Copy every one of the records below word for word.

Exercise input:
..........
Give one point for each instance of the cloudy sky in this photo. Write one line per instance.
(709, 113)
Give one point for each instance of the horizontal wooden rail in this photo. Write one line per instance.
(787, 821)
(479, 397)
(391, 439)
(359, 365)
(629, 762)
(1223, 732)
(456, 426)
..........
Exercise output:
Give one point for each instance of the cloudy sky in this photo. Write one line per instance.
(709, 113)
Give one point for each instance of the horizontal wooden rail in this photo. Write one line per instance.
(787, 821)
(479, 397)
(391, 439)
(359, 365)
(629, 762)
(1223, 732)
(456, 426)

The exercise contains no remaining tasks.